What is being asked
Which lines in the data below contain the string "grass"? Show each one.

(Natural-language object grounding data)
********

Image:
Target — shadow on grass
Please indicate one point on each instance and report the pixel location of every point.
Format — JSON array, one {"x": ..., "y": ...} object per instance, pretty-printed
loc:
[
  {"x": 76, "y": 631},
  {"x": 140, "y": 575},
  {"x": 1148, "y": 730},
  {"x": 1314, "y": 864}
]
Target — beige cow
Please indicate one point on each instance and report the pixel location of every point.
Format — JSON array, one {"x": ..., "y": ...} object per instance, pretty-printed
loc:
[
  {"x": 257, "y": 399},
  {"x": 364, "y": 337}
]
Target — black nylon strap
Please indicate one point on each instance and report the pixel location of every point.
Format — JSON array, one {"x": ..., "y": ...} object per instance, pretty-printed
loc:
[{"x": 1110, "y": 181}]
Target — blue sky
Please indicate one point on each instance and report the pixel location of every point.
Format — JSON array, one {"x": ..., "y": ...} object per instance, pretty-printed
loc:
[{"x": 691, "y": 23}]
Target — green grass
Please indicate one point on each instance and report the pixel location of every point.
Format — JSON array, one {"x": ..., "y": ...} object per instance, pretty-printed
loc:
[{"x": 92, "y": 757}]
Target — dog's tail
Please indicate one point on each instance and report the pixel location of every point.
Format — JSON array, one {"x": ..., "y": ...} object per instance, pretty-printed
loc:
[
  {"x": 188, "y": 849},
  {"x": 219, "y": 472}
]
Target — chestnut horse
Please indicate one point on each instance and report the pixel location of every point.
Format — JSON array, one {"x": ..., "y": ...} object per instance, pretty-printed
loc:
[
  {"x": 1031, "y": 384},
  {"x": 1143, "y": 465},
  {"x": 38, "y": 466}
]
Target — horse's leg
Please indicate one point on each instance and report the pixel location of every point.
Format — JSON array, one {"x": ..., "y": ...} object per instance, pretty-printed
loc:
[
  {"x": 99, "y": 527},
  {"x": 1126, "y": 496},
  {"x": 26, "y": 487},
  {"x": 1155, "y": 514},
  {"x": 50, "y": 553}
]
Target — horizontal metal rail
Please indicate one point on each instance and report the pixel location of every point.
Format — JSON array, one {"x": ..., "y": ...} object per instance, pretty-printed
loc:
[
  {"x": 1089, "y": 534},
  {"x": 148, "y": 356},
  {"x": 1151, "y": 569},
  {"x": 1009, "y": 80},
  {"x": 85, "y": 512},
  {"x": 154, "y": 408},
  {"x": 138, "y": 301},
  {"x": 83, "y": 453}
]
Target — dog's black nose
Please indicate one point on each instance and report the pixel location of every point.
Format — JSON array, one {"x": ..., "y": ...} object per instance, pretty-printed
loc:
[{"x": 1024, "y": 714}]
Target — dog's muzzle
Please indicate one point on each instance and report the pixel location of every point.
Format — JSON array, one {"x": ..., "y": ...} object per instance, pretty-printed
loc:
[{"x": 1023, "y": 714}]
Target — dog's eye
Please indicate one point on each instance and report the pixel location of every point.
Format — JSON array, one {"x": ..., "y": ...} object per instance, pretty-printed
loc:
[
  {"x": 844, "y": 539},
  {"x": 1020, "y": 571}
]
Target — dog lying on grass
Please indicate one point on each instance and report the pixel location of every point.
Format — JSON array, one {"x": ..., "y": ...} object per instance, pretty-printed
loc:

********

Written solution
Target — shadow on grass
Target — green grass
Target — dog lying on grass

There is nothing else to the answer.